作業内容:
**a)** 治験についての文章によると、治験をたくさん実施している医師の中には、初診時に全ての患者さんに何を話す医師がいますか。
**b)** 治験についての文章を、最後の文の後から続けて書いてください。

初診や数回の来院で治験を紹介されたことはありませんか?
治験について知っている人であればまだしも、治験について何も知らない状態で、初診時にいきなり、
「今ちょうど治験をしていて、その治験の条件に合っているんだけど、どうですか?」
なんて言われたら、「えっ!」ってなりますよね。
初診で治験の話をされることは一般的なのか?
紹介されたからには、治験に入った方がいいのか、やめておくべきか。
今回は初診で治験の話をされる理由とその時にどうすべきかについて、治験の裏側を暴露しつつ解説します。
未治療患者対象の治験を実施している
実は、治験の中には、未治療の人を対象としたものがあります。
恐らく第一選択薬になることを目指した被験薬でしょうね。
そのような治験では、参加条件が初診の人や数回しか来院していない人でなければ条件に合わないようにできていることが多いです。
(例えば、●●疾患の治療歴が全くないか、または薬物による治療期間が●ヶ月未満の人、など)
そのため、医師は初診時に条件に合いそうな人がいれば、声をかけているのです。
勘違いしないでいただきたいのですが、医師はあくまでも治療の選択肢の一つとして治験の紹介をしているだけですので、治験に入るよう勧められた、というわけではありません。
もし有効な治療薬のない疾患であれば、治験に入った方がいいと勧められるかもしれませんが…。
診療の一環として全ての患者に治験の話をする医師もいる
治験をたくさん実施している医師のところには、今後も治験の話が来る可能性が高いです。
そのため、初診時に、全ての患者さんに治療の選択肢として治験があるということを話す、という医師も中にはいます。

抽出データ:
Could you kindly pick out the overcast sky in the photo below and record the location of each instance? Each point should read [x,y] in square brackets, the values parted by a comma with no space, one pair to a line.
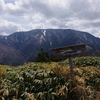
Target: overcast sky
[25,15]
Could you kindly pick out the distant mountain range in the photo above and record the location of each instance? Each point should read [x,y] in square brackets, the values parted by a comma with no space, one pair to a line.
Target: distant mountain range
[21,47]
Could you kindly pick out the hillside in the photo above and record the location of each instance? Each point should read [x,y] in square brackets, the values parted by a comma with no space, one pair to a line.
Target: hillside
[27,44]
[51,81]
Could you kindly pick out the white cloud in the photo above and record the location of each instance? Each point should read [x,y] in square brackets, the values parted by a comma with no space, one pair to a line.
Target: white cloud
[9,27]
[32,14]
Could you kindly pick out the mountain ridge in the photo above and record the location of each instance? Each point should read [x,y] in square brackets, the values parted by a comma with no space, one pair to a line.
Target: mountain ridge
[28,43]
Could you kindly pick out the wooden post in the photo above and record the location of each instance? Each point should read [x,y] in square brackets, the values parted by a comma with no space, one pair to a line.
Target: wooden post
[69,52]
[71,68]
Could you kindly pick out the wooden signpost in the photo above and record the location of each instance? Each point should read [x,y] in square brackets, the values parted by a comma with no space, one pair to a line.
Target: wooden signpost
[69,52]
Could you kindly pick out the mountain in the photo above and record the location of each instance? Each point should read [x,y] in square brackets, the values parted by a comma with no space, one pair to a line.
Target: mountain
[21,47]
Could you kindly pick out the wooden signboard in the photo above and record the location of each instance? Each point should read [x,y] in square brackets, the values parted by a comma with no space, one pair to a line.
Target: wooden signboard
[69,52]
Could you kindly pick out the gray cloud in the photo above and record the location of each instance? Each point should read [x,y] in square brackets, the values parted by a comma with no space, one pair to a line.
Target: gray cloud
[76,14]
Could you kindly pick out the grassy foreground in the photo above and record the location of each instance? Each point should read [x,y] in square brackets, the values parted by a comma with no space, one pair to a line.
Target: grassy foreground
[51,81]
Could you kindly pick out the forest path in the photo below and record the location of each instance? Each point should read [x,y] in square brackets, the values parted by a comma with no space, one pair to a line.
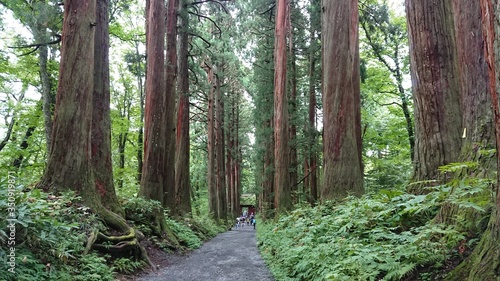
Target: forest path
[230,256]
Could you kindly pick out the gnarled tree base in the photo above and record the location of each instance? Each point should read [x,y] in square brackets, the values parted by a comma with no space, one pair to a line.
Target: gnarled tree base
[484,263]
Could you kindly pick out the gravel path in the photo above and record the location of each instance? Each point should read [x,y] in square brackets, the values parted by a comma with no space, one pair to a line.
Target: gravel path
[230,256]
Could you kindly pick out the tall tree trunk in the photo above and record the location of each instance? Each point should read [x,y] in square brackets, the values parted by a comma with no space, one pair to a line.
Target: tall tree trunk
[435,83]
[484,262]
[343,168]
[477,118]
[153,171]
[282,196]
[182,184]
[293,127]
[140,134]
[230,154]
[211,177]
[70,161]
[101,119]
[310,171]
[69,164]
[219,144]
[170,95]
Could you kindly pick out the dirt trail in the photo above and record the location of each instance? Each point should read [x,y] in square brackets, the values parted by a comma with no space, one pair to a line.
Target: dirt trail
[230,256]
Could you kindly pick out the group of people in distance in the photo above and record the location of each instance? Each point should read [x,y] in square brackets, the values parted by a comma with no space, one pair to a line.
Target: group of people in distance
[246,219]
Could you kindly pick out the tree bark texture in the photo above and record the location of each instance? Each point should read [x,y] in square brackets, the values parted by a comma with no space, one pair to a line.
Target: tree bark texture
[69,164]
[170,96]
[473,71]
[153,171]
[220,148]
[101,119]
[282,196]
[484,261]
[211,176]
[182,183]
[343,168]
[435,83]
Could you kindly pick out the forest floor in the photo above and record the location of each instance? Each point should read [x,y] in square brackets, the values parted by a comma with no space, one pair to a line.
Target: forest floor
[232,255]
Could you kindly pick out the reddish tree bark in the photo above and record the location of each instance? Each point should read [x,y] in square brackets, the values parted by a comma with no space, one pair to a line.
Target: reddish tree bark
[435,83]
[343,169]
[182,183]
[69,164]
[219,154]
[101,119]
[282,196]
[170,95]
[211,176]
[153,172]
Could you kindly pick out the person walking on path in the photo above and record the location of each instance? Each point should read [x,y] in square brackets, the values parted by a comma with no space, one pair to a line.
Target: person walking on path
[230,256]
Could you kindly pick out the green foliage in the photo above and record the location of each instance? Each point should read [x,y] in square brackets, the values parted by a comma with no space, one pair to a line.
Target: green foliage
[383,236]
[50,234]
[127,266]
[184,234]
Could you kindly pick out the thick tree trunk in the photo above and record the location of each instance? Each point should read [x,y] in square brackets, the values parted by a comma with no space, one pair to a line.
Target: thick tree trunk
[293,128]
[219,144]
[101,119]
[211,176]
[343,168]
[310,172]
[484,262]
[282,196]
[140,134]
[182,183]
[435,82]
[478,131]
[170,95]
[153,171]
[69,164]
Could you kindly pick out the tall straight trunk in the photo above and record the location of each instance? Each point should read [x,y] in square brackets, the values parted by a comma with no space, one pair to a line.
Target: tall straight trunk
[282,196]
[478,132]
[435,83]
[140,134]
[182,184]
[343,168]
[484,261]
[101,119]
[230,155]
[153,171]
[46,93]
[69,164]
[293,128]
[310,163]
[170,95]
[477,116]
[219,144]
[211,176]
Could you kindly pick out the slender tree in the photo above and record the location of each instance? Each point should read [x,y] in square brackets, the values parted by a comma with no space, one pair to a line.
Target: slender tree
[343,168]
[101,120]
[170,95]
[182,184]
[211,176]
[311,163]
[282,196]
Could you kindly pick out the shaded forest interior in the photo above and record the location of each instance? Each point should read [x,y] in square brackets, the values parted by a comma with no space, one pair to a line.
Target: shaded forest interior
[364,135]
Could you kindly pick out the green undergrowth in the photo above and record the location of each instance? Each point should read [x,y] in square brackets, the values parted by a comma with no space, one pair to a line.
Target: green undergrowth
[46,238]
[384,236]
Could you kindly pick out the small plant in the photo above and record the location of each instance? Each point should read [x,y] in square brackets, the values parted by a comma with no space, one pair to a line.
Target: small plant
[127,266]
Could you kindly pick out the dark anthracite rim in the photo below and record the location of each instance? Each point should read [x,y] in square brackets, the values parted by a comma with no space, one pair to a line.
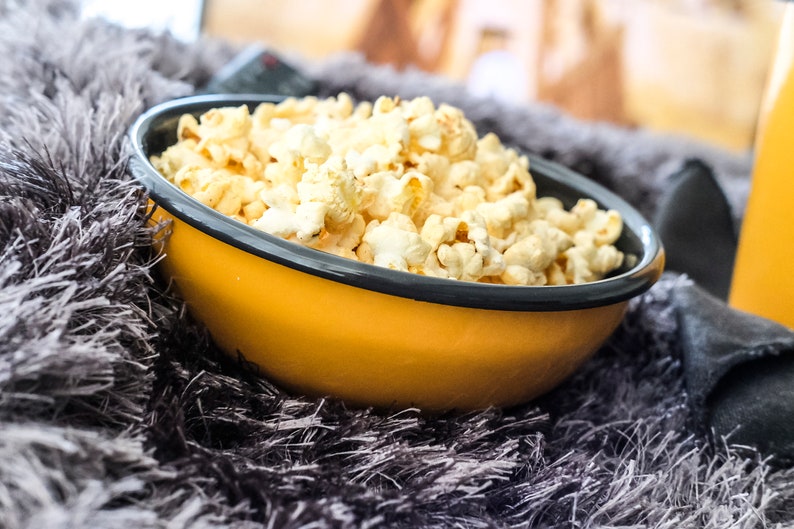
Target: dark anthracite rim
[639,238]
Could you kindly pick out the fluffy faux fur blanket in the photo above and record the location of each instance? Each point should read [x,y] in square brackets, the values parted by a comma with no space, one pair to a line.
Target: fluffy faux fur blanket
[117,411]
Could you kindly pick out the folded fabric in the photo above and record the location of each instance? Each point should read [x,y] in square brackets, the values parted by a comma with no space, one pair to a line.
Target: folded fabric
[695,225]
[739,373]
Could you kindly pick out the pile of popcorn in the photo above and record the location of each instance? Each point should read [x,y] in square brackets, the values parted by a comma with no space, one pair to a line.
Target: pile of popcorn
[401,184]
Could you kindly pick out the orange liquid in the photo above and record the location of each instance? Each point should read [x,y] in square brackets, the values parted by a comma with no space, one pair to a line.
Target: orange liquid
[763,279]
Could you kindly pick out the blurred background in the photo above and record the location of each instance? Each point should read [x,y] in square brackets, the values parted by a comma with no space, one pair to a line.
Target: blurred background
[692,67]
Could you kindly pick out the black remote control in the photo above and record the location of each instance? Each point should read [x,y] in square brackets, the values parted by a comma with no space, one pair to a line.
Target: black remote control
[257,70]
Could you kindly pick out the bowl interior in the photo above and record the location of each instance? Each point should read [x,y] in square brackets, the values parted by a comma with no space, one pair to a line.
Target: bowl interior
[155,130]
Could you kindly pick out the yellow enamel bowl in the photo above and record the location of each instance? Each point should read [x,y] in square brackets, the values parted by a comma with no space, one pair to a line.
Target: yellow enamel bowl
[321,325]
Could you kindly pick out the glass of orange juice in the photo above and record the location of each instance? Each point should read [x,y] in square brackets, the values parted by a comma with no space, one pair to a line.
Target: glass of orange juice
[763,278]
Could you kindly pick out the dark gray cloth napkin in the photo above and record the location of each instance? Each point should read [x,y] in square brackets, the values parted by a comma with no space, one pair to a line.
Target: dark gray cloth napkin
[738,368]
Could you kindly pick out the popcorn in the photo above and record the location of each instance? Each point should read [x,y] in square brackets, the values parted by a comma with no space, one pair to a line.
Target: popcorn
[405,185]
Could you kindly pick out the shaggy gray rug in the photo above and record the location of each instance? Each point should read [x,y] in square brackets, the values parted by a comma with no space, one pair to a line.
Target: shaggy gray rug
[117,411]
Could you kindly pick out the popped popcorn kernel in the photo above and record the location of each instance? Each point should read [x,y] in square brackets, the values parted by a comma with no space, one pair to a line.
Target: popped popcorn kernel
[402,184]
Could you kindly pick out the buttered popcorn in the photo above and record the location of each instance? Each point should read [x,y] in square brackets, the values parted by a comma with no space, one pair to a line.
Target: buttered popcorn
[406,185]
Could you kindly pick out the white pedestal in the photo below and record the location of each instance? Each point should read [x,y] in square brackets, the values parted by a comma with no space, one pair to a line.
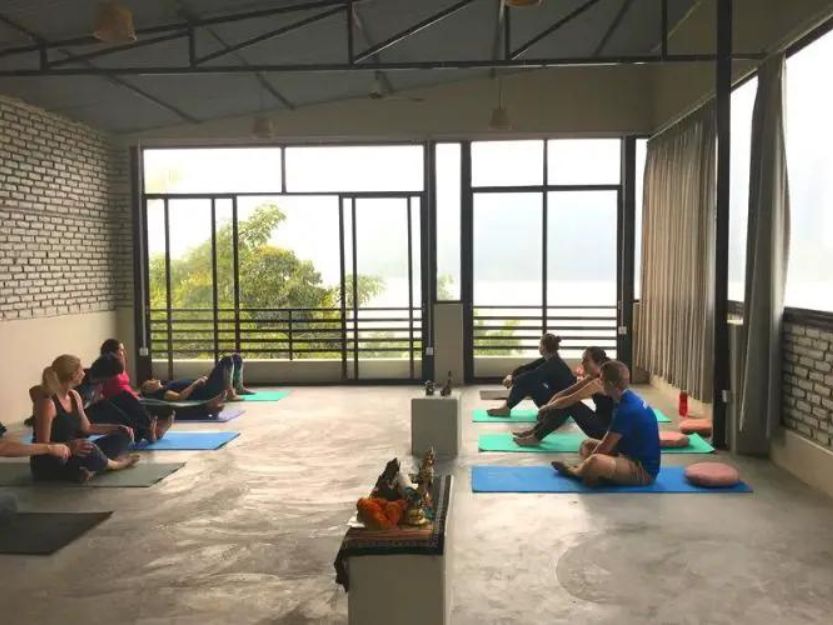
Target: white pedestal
[435,422]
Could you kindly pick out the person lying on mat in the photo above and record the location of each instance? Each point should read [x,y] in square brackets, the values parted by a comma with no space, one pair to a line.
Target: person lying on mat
[539,380]
[629,452]
[569,403]
[225,382]
[123,408]
[13,449]
[60,418]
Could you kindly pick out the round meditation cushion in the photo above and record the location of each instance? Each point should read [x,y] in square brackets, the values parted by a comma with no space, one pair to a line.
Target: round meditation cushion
[712,474]
[672,439]
[696,426]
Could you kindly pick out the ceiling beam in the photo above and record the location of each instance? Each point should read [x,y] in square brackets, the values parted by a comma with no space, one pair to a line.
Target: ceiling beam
[269,35]
[375,67]
[551,29]
[200,22]
[620,15]
[412,30]
[263,83]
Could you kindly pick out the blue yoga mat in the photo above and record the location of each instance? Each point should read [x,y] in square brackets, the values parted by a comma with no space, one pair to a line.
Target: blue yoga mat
[227,414]
[190,441]
[544,479]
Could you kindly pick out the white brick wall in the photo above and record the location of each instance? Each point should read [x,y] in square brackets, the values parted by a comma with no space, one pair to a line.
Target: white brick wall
[808,382]
[65,235]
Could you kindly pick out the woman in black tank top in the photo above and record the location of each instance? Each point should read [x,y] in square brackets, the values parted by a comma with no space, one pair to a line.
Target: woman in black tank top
[569,403]
[60,418]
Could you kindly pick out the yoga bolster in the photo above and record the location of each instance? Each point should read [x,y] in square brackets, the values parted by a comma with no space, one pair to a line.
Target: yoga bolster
[703,427]
[672,439]
[8,506]
[712,474]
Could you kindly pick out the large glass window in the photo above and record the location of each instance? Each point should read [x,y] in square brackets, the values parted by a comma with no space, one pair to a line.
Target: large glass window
[448,199]
[809,134]
[354,168]
[214,170]
[743,101]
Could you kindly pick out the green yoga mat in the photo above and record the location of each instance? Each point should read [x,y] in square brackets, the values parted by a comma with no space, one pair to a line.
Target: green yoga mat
[569,443]
[266,396]
[142,475]
[529,415]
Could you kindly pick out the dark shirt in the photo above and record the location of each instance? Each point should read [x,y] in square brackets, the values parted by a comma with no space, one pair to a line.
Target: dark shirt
[552,373]
[634,420]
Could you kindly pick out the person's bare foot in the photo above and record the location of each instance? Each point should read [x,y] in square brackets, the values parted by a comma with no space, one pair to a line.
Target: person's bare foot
[527,441]
[564,469]
[84,475]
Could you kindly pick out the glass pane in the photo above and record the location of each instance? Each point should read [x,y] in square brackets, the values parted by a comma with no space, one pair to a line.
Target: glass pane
[156,278]
[289,279]
[584,161]
[507,163]
[448,221]
[382,284]
[809,132]
[355,168]
[508,261]
[212,170]
[641,157]
[192,285]
[743,101]
[581,276]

回答:
**a)** 治療の選択肢として治験があるということを話す医師がいます。

**b)**
最初に興味があるか聞いておけば、案件があった時に話をしやすいですからね。
医師も初診の人には声をかけづらいと思っている
医師の多くは、患者さんのキャラクターを考慮して治験を紹介するかどうか決めています。
ただ、初診やたかだか数回の来院ではその人のキャラクターが分かりません。
治験の話をして大丈夫なキャラクターかどうかを把握できていませんので、下手に紹介してしまうと、人によっては不信感を抱かれる恐れがあります。
紹介する医師の方もドキドキなわけです。
そのため、紹介後も関係が続いていくことを考慮し、良好な関係を保つために初診の人に声をかけるのはちょっとな・・・という医師もいます。
ただ、中には良かれと思って初診でもがんがん声をかける医師もいます。
性格や考え方の違いといったところでしょうか。
初診で治験を紹介されたら
「嫌なら嫌」、でいいんです。
治験に興味のない場合や承認されている薬で治療したい、ということであれば断ってください。断っても通常治療をされるだけで不利益はありません。
私が担当している治験でも、初診の人に声かけをした結果、「通常治療でいいです」、とお断りされた事例もあります。
治療選択肢の中からどれを選ぶかは個人の自由です。
そこに強制力はありません。
ただ、条件に合う治験がそう多くはないのも事実です。
患者さんのエントリー期間も決まっていますしね。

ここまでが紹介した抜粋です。